If the color of your photos doesn’t look quite right, it’s likely the result of an incorrect white balance setting. After working with the aperture, shutter speed, and ISO, you may be hesitant to adjust yet another dial. This function however, is actually quite user friendly with convenient built-in presets to choose from. Once applied, the impact is immediately evident. Whether you are shooting portraits, or focusing on travel and scenic photography, the white balance is a powerful tool to help fine tune your vision.
A common problem for indoor photographers is a ghoulish yellow color cast that effects the entire image. This is caused by the extremely warm color temperature of the light bulbs. While automatic white balance was designed to remedy this, it fails to do so consistently. The solution is to manually select the Tungsten white balance preset (also known as Incandescent). With it, more blue is added to the scene, effectively neutralizing the unrealistic yellow. In the side by side example below, you can see how the image shot with the Tungsten preset appears more natural. This menu selection is typically represented by a light bulb icon in the camera’s white balance menu.
Auto White Balance does an adequate job outdoors. Yet, an overcast day is not required to benefit from the “cloudy” white balance option. Similar to a painter adding more yellow to their brush, this setting introduces a golden quality of light to a scene. It also makes objects in the shade appear less blue. Greens become more vibrant, making the cloudy preset an ideal choice from sunrise through sunset. This is perhaps my favorite white balance setting as it retains an accurate representation of the color temperature while adding brilliance to the photo. In this side by side example, you can see just how effective it is.

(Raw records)
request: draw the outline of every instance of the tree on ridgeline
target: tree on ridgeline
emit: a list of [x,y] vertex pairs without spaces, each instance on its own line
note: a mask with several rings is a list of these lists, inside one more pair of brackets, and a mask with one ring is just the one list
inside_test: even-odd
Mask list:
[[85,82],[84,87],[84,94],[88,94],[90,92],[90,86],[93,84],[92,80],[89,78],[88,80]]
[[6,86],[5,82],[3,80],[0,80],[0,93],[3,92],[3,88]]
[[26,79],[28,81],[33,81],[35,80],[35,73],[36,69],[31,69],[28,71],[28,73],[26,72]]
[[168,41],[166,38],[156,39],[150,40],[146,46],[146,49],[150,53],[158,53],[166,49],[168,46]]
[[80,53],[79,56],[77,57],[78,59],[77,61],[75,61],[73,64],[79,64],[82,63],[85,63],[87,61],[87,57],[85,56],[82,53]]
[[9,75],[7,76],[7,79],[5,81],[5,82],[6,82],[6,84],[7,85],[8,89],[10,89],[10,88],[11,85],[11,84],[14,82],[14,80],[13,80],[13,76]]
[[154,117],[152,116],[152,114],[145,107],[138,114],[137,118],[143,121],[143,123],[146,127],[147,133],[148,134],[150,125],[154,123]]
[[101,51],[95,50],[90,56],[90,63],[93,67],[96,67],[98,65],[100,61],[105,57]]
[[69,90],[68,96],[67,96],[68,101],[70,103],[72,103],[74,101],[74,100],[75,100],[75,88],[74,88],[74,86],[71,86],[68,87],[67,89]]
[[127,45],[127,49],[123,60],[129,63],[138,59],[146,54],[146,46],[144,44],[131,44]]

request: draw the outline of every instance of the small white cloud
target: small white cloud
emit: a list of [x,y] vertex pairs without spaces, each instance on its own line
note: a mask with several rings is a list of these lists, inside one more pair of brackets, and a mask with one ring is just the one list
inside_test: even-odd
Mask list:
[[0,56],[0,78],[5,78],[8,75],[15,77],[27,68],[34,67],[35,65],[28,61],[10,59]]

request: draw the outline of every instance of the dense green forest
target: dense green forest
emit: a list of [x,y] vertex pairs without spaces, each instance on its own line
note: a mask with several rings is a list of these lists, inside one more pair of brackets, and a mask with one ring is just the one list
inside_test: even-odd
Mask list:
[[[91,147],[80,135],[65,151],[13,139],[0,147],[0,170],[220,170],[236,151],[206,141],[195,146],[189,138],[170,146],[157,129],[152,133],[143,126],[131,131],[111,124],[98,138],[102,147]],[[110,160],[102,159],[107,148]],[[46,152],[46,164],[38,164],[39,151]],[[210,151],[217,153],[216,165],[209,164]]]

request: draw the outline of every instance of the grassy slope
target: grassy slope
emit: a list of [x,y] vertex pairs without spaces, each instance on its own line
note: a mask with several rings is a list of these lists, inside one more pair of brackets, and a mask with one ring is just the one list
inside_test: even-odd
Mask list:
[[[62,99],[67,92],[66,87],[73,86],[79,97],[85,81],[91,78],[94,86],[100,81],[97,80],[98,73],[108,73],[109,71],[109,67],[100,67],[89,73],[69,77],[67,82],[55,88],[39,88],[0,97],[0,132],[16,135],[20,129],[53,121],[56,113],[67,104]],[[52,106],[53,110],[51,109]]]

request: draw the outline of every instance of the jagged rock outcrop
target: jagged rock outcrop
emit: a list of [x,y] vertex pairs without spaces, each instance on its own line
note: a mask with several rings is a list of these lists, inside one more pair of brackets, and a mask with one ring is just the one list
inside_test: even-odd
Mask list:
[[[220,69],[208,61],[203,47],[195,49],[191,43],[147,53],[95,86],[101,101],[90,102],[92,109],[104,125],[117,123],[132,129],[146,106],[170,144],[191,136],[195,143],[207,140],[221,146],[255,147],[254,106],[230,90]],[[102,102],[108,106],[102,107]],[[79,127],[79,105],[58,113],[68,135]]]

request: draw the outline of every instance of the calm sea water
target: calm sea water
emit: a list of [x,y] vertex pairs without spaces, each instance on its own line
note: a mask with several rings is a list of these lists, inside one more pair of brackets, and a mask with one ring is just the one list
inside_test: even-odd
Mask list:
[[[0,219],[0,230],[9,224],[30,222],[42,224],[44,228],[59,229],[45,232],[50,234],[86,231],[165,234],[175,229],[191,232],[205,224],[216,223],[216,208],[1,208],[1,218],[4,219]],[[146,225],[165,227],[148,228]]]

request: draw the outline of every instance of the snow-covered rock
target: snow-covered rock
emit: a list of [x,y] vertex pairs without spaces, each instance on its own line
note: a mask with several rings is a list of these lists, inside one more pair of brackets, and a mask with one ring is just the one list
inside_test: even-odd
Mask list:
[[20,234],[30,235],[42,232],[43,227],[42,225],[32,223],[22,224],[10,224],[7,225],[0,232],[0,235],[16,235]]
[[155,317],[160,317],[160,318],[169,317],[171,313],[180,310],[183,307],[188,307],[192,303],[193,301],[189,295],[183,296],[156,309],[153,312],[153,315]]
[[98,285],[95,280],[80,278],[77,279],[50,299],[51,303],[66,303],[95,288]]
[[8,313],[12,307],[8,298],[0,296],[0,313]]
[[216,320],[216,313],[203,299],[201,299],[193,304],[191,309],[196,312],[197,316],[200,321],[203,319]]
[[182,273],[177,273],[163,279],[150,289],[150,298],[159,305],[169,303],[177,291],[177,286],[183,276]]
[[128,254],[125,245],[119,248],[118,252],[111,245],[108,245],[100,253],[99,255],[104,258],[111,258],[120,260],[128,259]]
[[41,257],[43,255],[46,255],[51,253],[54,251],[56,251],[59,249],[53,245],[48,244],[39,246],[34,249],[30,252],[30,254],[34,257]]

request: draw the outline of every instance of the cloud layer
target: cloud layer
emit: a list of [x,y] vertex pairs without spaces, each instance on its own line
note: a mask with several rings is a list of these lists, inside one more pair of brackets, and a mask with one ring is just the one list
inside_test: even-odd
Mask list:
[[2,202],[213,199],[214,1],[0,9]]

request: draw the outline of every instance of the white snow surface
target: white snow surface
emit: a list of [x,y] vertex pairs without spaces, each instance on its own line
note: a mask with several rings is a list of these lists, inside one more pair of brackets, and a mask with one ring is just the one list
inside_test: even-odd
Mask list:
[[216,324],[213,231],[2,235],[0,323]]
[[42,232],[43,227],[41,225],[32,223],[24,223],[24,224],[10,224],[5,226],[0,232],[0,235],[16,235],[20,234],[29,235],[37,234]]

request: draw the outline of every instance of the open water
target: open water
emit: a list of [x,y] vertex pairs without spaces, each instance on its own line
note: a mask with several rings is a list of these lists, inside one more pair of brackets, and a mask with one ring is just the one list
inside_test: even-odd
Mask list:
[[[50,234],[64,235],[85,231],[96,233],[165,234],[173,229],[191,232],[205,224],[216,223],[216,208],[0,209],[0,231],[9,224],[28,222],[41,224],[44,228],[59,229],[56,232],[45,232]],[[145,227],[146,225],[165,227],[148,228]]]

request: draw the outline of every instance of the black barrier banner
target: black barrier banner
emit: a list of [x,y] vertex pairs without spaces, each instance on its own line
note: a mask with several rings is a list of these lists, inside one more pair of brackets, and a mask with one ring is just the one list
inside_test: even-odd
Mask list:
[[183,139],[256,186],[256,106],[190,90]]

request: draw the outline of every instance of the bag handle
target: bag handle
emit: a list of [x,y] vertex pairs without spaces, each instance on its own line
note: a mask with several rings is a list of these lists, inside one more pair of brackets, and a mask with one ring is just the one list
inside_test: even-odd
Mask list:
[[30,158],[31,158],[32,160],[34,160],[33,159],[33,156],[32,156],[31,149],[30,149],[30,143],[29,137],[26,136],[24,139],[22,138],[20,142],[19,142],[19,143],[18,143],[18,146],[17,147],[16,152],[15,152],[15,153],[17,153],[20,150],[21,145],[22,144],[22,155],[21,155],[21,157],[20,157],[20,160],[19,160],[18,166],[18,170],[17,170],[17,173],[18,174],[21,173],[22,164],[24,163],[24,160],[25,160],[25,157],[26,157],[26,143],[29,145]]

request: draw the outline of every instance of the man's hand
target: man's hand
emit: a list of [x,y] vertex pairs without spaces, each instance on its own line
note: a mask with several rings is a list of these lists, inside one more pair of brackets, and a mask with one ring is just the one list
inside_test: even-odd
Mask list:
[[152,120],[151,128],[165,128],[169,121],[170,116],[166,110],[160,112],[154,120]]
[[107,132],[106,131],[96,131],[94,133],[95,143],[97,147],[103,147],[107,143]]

• [Work instructions]
1. Answer these questions from the passage on white balance:
(a) By what other name is the Tungsten preset known?
(b) What icon typically represents the Tungsten selection in a camera's white balance menu?
(c) How does the cloudy setting change the look of objects in the shade?
2. Replace "portraits" with "weddings" in the passage on white balance, and write out the text from "If the color" up to and including "tune your vision.".
3. Write the next part of the passage on white balance, picking up after its final sentence.

• [Results by task]
1.
(a) Incandescent
(b) A light bulb icon
(c) It makes them appear less blue.

2.
If the color of your photos doesn’t look quite right, it’s likely the result of an incorrect white balance setting. After working with the aperture, shutter speed, and ISO, you may be hesitant to adjust yet another dial. This function however, is actually quite user friendly with convenient built-in presets to choose from. Once applied, the impact is immediately evident. Whether you are shooting weddings, or focusing on travel and scenic photography, the white balance is a powerful tool to help fine tune your vision.

3.
The “shade” preset not only adds more yellow, but orange as well. This results in color temperature that appears much warmer. Be careful with this setting as it’s very easy to overdo the effect. If your scene already has brilliant saturation, this is not a recommended choice. However, landscapes with subtle touches of color can be beautifully enhanced with the shade setting. If you’re not sure what’s best, you can bracket your white balance, shooting the same scene in auto, cloudy, and shade. If you shoot in RAW, you can also experiment with this with post production software.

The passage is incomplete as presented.